## [Stated task]
From the rows below, pick out each line that contains the string "target". Matching is case-sensitive, so a line counts only if the capitalization is identical.

## [Material]

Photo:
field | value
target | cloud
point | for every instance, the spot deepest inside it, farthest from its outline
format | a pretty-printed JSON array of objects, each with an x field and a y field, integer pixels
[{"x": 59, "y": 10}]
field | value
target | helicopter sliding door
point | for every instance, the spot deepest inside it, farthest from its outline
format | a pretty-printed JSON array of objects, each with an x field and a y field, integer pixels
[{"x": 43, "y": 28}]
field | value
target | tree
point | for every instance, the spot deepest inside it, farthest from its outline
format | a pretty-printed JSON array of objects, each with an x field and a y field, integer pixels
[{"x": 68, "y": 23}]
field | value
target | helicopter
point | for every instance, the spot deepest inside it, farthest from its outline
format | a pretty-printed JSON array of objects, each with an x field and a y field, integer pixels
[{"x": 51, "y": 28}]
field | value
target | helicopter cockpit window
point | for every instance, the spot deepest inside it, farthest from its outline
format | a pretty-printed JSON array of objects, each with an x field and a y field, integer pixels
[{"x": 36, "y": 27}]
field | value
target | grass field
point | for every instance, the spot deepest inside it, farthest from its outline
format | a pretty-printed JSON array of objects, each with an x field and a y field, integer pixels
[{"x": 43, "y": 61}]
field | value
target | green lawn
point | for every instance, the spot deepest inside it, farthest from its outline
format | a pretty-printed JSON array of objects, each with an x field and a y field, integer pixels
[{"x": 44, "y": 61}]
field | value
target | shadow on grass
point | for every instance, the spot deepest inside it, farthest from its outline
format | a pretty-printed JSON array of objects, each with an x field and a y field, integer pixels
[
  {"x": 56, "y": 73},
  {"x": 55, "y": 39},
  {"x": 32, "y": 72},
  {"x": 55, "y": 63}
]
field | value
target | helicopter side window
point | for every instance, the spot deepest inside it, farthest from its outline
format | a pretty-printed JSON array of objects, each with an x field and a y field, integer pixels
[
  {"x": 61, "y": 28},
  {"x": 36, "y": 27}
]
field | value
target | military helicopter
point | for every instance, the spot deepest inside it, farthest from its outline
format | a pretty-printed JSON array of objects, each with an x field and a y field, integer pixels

## [Result]
target | cloud
target | helicopter sliding door
target | tree
target | helicopter
target | helicopter cockpit window
target | grass field
target | green lawn
target | shadow on grass
target | helicopter side window
target | military helicopter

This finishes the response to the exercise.